RECORDS FOR THIS EXERCISE:
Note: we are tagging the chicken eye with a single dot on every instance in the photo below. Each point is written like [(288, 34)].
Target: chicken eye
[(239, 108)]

...

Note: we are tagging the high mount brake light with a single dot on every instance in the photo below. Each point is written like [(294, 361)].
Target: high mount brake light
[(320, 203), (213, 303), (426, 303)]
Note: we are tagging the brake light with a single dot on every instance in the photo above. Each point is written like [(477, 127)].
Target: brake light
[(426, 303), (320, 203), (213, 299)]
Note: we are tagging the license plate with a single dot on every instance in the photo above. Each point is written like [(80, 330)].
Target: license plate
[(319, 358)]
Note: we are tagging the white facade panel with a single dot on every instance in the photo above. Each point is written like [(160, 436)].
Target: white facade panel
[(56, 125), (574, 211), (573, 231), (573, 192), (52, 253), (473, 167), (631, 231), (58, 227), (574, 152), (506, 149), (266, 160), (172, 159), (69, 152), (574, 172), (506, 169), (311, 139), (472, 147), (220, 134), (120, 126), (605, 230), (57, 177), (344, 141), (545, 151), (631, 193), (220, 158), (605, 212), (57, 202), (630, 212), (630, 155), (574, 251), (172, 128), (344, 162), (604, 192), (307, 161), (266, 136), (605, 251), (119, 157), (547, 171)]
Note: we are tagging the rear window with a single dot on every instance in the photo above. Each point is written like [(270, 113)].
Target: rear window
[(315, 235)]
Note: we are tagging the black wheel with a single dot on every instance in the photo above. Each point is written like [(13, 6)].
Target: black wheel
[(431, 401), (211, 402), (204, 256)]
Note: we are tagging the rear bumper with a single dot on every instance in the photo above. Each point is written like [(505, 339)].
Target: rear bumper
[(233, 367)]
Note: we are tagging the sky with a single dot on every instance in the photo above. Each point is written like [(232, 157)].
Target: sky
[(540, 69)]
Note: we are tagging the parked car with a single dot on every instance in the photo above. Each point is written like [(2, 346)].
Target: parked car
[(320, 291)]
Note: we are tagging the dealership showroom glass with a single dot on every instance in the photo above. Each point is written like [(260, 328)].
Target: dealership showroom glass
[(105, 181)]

...

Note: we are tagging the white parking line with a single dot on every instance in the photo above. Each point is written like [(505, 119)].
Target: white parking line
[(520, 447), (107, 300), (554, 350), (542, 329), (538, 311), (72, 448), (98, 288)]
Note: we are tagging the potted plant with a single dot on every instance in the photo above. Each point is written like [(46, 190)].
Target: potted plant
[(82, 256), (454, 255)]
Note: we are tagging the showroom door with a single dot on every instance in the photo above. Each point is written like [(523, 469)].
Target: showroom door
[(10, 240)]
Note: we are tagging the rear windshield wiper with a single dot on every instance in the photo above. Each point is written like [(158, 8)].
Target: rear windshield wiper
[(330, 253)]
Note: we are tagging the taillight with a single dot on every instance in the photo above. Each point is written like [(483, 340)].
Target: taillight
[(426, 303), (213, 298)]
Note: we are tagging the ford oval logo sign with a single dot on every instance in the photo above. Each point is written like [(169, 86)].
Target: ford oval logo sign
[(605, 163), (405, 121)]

EXERCISE DIRECTIONS: Reproduce the entries that begin at the line containing "Note: we are tagging the sky" and stop after the line containing "[(105, 181)]", adding 97 to every coordinate in the answer points while leaving the sample points in the notes unchanged.

SOLVED PROBLEM:
Note: we are tagging the sky with a single dot on every instance in the photo above. Each point is written like [(232, 157)].
Target: sky
[(637, 166)]
Note: we are tagging the parked car with a single dot on every instance in the photo above. Each point is written like [(2, 346)].
Target: parked car
[(417, 388)]
Note: we are tagging the dealership showroom glass with a single dot on every instance in the photo above. Each point is written like [(260, 328)].
Target: dealership showroom glass
[(202, 278)]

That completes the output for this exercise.